## Problem description
Rewrite every line of the listing below as a Markdown table with the columns "Row" and "Text", numbering the rows and skipping blank lines. Leave the pictures out of the answer.

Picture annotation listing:
● ● ● ● ● ● ●

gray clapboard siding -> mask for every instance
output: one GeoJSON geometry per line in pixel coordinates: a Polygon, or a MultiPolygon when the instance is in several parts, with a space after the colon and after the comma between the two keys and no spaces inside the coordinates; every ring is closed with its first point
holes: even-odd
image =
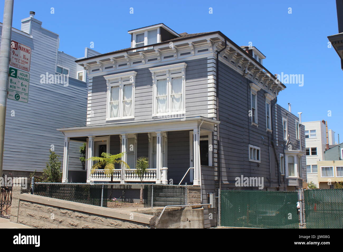
{"type": "MultiPolygon", "coordinates": [[[[59,52],[58,35],[32,22],[30,35],[12,29],[12,39],[32,49],[28,102],[8,99],[3,168],[6,170],[41,171],[48,160],[51,145],[62,161],[63,134],[56,129],[84,125],[87,104],[86,84],[71,77],[69,85],[41,84],[41,75],[55,74],[56,64],[73,65],[76,59],[59,52]],[[59,63],[59,64],[60,64],[59,63]],[[13,115],[14,113],[14,116],[13,115]]],[[[28,27],[28,23],[24,27],[28,27]]],[[[0,33],[2,25],[0,26],[0,33]]],[[[27,32],[29,32],[28,30],[27,32]]],[[[71,77],[74,77],[71,75],[71,77]]],[[[71,145],[69,168],[81,170],[81,144],[71,145]]]]}
{"type": "MultiPolygon", "coordinates": [[[[189,168],[189,131],[168,131],[167,141],[168,180],[178,184],[189,168]]],[[[189,172],[181,183],[189,184],[189,172]]]]}
{"type": "MultiPolygon", "coordinates": [[[[203,115],[207,114],[207,59],[203,58],[185,62],[186,68],[186,116],[203,115]]],[[[156,67],[159,66],[156,65],[156,67]]],[[[125,120],[115,120],[111,123],[134,121],[159,120],[153,118],[152,78],[148,68],[135,70],[136,76],[134,105],[134,118],[125,120]]],[[[114,72],[125,72],[122,71],[114,72]]],[[[88,110],[94,111],[94,116],[90,117],[91,125],[106,123],[106,104],[107,86],[102,76],[93,78],[91,93],[88,103],[88,110]]]]}

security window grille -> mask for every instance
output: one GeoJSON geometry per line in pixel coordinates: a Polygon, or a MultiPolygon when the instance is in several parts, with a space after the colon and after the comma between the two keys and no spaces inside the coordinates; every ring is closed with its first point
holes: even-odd
{"type": "Polygon", "coordinates": [[[343,177],[343,167],[338,166],[336,167],[336,176],[338,177],[343,177]]]}
{"type": "Polygon", "coordinates": [[[251,93],[251,116],[253,122],[257,123],[257,117],[256,111],[257,111],[257,96],[254,94],[251,93]]]}
{"type": "Polygon", "coordinates": [[[333,168],[332,167],[321,167],[321,176],[322,177],[333,177],[333,168]]]}
{"type": "Polygon", "coordinates": [[[261,162],[260,149],[259,147],[249,145],[249,160],[253,162],[261,162]]]}

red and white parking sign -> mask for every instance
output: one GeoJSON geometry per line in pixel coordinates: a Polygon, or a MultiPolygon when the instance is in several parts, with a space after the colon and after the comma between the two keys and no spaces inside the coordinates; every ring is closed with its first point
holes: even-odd
{"type": "Polygon", "coordinates": [[[12,40],[11,43],[10,65],[29,72],[31,61],[31,48],[12,40]]]}

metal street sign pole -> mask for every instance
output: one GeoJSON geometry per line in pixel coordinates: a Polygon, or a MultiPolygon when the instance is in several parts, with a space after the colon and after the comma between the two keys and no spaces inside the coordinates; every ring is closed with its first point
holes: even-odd
{"type": "Polygon", "coordinates": [[[0,177],[2,176],[3,144],[5,138],[8,71],[11,51],[11,36],[12,32],[13,4],[14,0],[5,0],[2,33],[0,48],[0,177]]]}

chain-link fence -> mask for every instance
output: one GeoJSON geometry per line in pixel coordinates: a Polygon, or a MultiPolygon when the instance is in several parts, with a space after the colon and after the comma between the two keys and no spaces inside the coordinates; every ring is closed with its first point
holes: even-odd
{"type": "Polygon", "coordinates": [[[343,228],[343,189],[305,190],[307,228],[343,228]]]}
{"type": "Polygon", "coordinates": [[[187,204],[185,185],[153,184],[34,184],[34,194],[111,208],[138,208],[187,204]]]}
{"type": "Polygon", "coordinates": [[[297,228],[296,191],[221,191],[221,225],[297,228]]]}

● ● ● ● ● ● ●

## Answer for this exercise
| Row | Text |
|---|---|
| 1 | gray clapboard siding -> mask for every instance |
| 2 | output: one GeoJSON geometry per line in pixel coordinates: a Polygon, or a MultiPolygon when the instance is in several parts, with a space after the colon and after the comma between the two keys and no spaces inside the coordinates; every ring is closed with its first point |
| 3 | holes: even-odd |
| 4 | image = |
| 5 | {"type": "MultiPolygon", "coordinates": [[[[59,52],[58,35],[32,22],[30,35],[12,29],[12,39],[32,49],[28,102],[8,99],[3,168],[6,170],[41,171],[48,160],[51,145],[62,161],[63,134],[56,129],[84,125],[87,104],[86,84],[71,77],[69,85],[41,84],[41,75],[55,74],[56,64],[73,65],[76,59],[59,52]],[[59,63],[59,64],[60,64],[59,63]],[[13,115],[14,113],[14,116],[13,115]]],[[[28,27],[28,23],[24,27],[28,27]]],[[[0,33],[2,25],[0,26],[0,33]]],[[[27,32],[29,32],[28,30],[27,32]]],[[[71,77],[74,77],[71,75],[71,77]]],[[[71,145],[69,168],[81,170],[81,144],[71,145]]]]} |
| 6 | {"type": "MultiPolygon", "coordinates": [[[[189,168],[189,131],[168,131],[167,141],[168,180],[178,184],[189,168]]],[[[189,172],[181,183],[189,184],[189,172]]]]} |
| 7 | {"type": "MultiPolygon", "coordinates": [[[[203,115],[207,114],[207,59],[203,58],[185,62],[186,68],[186,116],[203,115]]],[[[156,67],[159,66],[156,65],[156,67]]],[[[125,120],[115,120],[111,123],[134,121],[159,120],[153,118],[152,78],[148,68],[135,70],[136,76],[134,105],[134,118],[125,120]]],[[[114,72],[125,72],[122,71],[114,72]]],[[[88,110],[94,111],[94,116],[90,117],[91,125],[106,123],[106,104],[107,86],[102,76],[93,78],[91,93],[88,103],[88,110]]]]} |
| 8 | security window grille -> mask for every instance |
| 9 | output: one GeoJSON geometry per line in pixel coordinates: a Polygon, or a MultiPolygon when the instance is in several parts, with a space after the colon and after the comma between the two keys and no spaces inside the coordinates; every ring is closed with its first point |
| 10 | holes: even-odd |
| 11 | {"type": "Polygon", "coordinates": [[[343,177],[343,167],[338,166],[336,167],[336,176],[338,177],[343,177]]]} |
| 12 | {"type": "Polygon", "coordinates": [[[251,93],[251,116],[253,122],[257,123],[257,117],[256,111],[257,111],[257,96],[254,94],[251,93]]]} |
| 13 | {"type": "Polygon", "coordinates": [[[333,168],[332,167],[321,167],[321,176],[322,177],[333,177],[333,168]]]} |
| 14 | {"type": "Polygon", "coordinates": [[[261,162],[260,149],[259,147],[249,145],[249,160],[253,162],[261,162]]]} |
| 15 | red and white parking sign -> mask for every instance |
| 16 | output: one GeoJSON geometry per line in pixel coordinates: a Polygon, or a MultiPolygon when the instance is in several parts, with a space after the colon and after the comma between the two keys and no spaces inside the coordinates; every ring is closed with its first point |
| 17 | holes: even-odd |
| 18 | {"type": "Polygon", "coordinates": [[[12,40],[11,43],[10,65],[29,72],[31,61],[31,48],[12,40]]]} |
| 19 | metal street sign pole -> mask for every instance |
| 20 | output: one GeoJSON geometry per line in pixel coordinates: a Polygon, or a MultiPolygon when the instance is in several parts, with a space after the colon and after the comma between the two keys and no spaces inside the coordinates; every ring is closed with its first point |
| 21 | holes: even-odd |
| 22 | {"type": "Polygon", "coordinates": [[[0,177],[2,176],[3,144],[5,138],[8,71],[11,51],[11,36],[12,32],[13,4],[14,0],[5,0],[2,33],[0,48],[0,177]]]} |
| 23 | chain-link fence -> mask for every instance |
| 24 | output: one GeoJSON geometry per line in pixel coordinates: a Polygon, or a MultiPolygon when the instance is in several parts, with a space after the colon and after the comma between the two keys and no spaces inside the coordinates; every ring is closed with its first point |
| 25 | holes: even-odd |
| 26 | {"type": "Polygon", "coordinates": [[[343,228],[343,189],[305,190],[307,228],[343,228]]]} |
| 27 | {"type": "Polygon", "coordinates": [[[187,204],[185,185],[153,184],[34,184],[34,194],[111,208],[138,208],[187,204]]]} |
| 28 | {"type": "Polygon", "coordinates": [[[297,228],[296,191],[221,191],[221,225],[297,228]]]} |